*EXERCISE:* Reproduce all of the following lines exactly as they appear, from the first to the last.

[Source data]

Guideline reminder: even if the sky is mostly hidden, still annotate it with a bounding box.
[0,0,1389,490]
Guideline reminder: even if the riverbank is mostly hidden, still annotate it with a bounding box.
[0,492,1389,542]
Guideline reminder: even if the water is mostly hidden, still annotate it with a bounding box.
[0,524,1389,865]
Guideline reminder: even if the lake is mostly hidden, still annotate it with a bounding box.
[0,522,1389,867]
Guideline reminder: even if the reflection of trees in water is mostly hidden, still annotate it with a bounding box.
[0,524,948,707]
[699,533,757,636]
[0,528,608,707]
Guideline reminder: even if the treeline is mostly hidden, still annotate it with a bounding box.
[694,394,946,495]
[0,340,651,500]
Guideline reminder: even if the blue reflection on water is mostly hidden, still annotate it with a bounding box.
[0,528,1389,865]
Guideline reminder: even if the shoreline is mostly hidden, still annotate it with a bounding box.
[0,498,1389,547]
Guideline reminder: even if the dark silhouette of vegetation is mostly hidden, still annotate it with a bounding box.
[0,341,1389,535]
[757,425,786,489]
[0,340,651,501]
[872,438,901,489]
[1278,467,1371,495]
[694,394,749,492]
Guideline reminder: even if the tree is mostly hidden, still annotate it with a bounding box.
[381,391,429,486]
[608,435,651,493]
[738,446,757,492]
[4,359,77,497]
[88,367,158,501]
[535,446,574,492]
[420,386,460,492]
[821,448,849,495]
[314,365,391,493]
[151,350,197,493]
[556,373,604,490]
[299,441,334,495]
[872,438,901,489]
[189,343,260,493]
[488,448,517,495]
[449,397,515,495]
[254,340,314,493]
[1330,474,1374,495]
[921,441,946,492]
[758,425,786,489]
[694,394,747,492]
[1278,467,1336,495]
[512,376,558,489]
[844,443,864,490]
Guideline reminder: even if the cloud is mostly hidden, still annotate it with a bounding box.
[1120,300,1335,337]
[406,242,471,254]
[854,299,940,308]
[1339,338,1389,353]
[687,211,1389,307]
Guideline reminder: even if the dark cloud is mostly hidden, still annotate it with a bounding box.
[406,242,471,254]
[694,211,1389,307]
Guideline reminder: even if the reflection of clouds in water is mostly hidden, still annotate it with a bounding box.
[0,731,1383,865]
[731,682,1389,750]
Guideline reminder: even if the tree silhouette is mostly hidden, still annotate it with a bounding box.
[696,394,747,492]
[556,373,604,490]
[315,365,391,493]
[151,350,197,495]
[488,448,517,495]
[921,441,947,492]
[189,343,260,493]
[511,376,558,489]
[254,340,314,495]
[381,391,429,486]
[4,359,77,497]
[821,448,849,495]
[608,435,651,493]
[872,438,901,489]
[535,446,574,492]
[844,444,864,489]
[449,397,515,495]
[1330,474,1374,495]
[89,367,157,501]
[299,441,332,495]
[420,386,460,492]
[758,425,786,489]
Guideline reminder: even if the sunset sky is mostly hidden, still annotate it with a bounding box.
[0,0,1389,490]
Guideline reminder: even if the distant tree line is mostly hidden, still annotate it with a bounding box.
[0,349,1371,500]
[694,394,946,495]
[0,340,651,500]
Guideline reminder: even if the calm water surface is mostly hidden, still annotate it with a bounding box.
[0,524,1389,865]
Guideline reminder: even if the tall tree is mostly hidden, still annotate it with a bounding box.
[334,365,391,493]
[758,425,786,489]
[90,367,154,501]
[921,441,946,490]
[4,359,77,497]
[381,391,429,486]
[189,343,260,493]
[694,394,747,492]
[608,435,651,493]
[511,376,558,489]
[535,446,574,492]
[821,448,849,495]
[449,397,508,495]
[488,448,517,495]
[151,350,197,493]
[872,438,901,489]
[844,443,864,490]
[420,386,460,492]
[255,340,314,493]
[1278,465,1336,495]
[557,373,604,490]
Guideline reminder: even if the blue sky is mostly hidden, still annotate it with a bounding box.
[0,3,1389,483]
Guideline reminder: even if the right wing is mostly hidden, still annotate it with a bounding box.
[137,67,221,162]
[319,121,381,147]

*SOLUTION BELOW:*
Guideline reminder: even if the sky is mostly hidden, still annotate it with a bounding box.
[0,0,1389,490]
Guideline reminder: even if the riverbank is mostly hidden, still annotate it with a bounding box.
[0,492,1389,542]
Guideline reminder: even if the water is mostly hidden, still annotate it with a bounding box.
[0,524,1389,865]
Guideline reminder: even if the lake is mostly hidden, still annotate it with a bounding box.
[0,522,1389,867]
Guideline reminder: even if the reflection of trees in water is mostly hidden, still annotate it with a bounding box.
[0,524,948,707]
[699,533,757,636]
[0,528,608,707]
Guideline reminder: even if the treeline is mostly hidden, still annotate it with a bounding box.
[694,394,946,495]
[0,340,651,500]
Guideline reminder: even if the blue reflection on water is mostly hidden, still annotate it with a bounding box.
[0,528,1389,865]
Guideline reminder: even if the shoreline is mostly hidden, still annotate it with a bounding box.
[0,498,1389,547]
Guideline reminder: even if the dark silhouette of vegetation is mostly hidden, still annotate it with a bounding box.
[0,341,1389,535]
[757,425,786,489]
[0,340,651,501]
[872,438,901,489]
[1278,467,1371,495]
[694,394,749,492]
Guideline reminder: even if the tree is mostly hidden, still annotate it with a bounding box.
[381,391,429,486]
[608,435,651,493]
[738,446,757,492]
[4,359,77,497]
[88,367,158,501]
[535,446,574,492]
[420,386,460,492]
[821,448,849,495]
[314,365,391,493]
[151,350,197,493]
[556,373,604,490]
[299,441,334,495]
[872,438,901,489]
[189,343,260,493]
[488,448,517,495]
[449,397,515,495]
[254,340,314,493]
[1330,474,1374,495]
[921,441,946,492]
[758,425,786,489]
[694,394,747,492]
[1278,467,1336,495]
[512,376,558,489]
[844,443,864,490]
Guideline reminder: even if the cloud is mostly hidden, still annotate it with a bounding box.
[1120,300,1335,337]
[406,242,471,254]
[854,299,940,308]
[1339,338,1389,353]
[687,211,1389,307]
Guideline reminder: even if the dark cloud is mostly hidden, still annotate it with a bounding box.
[406,242,471,254]
[694,211,1389,307]
Guideline reminder: even if the reflection of clouds in water is mostly hidden, still annotate it with a bounding box.
[0,731,1383,865]
[731,682,1389,750]
Guideline reminder: even if the tree silhouette is mostly hidden, still annotate it with a bounding box.
[696,394,747,492]
[556,373,604,490]
[315,365,391,493]
[151,350,197,495]
[488,448,517,495]
[921,441,947,492]
[189,343,260,493]
[511,376,558,489]
[254,340,314,495]
[381,391,429,486]
[4,359,77,497]
[821,448,849,495]
[608,435,651,493]
[872,438,901,489]
[535,446,574,492]
[844,444,864,489]
[449,397,515,495]
[1330,474,1374,495]
[89,367,157,501]
[299,441,332,495]
[420,386,460,492]
[758,425,786,489]
Guideline reminder: even if the sunset sky is mostly hidden, still annotate it with a bounding box.
[0,0,1389,490]
Guideline reminder: even if the distant tree line is mostly hidden, still annotate it with a bounding box.
[0,349,1371,500]
[694,394,946,495]
[0,340,651,500]
Guideline reminder: even if the calm water surface is mostly hidden, still annotate it with a bounding box.
[0,524,1389,865]
Guideline reminder: even if the tall tree is mostly hidden, still annotate it with a bounding box.
[334,365,391,493]
[758,425,786,489]
[90,367,154,501]
[921,441,946,490]
[4,359,77,497]
[381,391,429,486]
[189,343,260,493]
[694,394,747,492]
[608,435,651,493]
[511,376,558,489]
[535,446,574,492]
[821,448,849,495]
[449,397,508,495]
[488,448,517,495]
[151,350,197,493]
[872,438,901,489]
[844,443,864,490]
[420,386,460,492]
[255,340,314,493]
[1278,465,1336,495]
[557,373,604,490]
Guideline reminder: even if the blue sky is mostly hidden, still annotate it with a bounding box.
[0,3,1389,483]
Guideline reminder: even if the right wing is mostly hidden, still annotate it with a bounding box.
[137,67,221,162]
[319,121,381,147]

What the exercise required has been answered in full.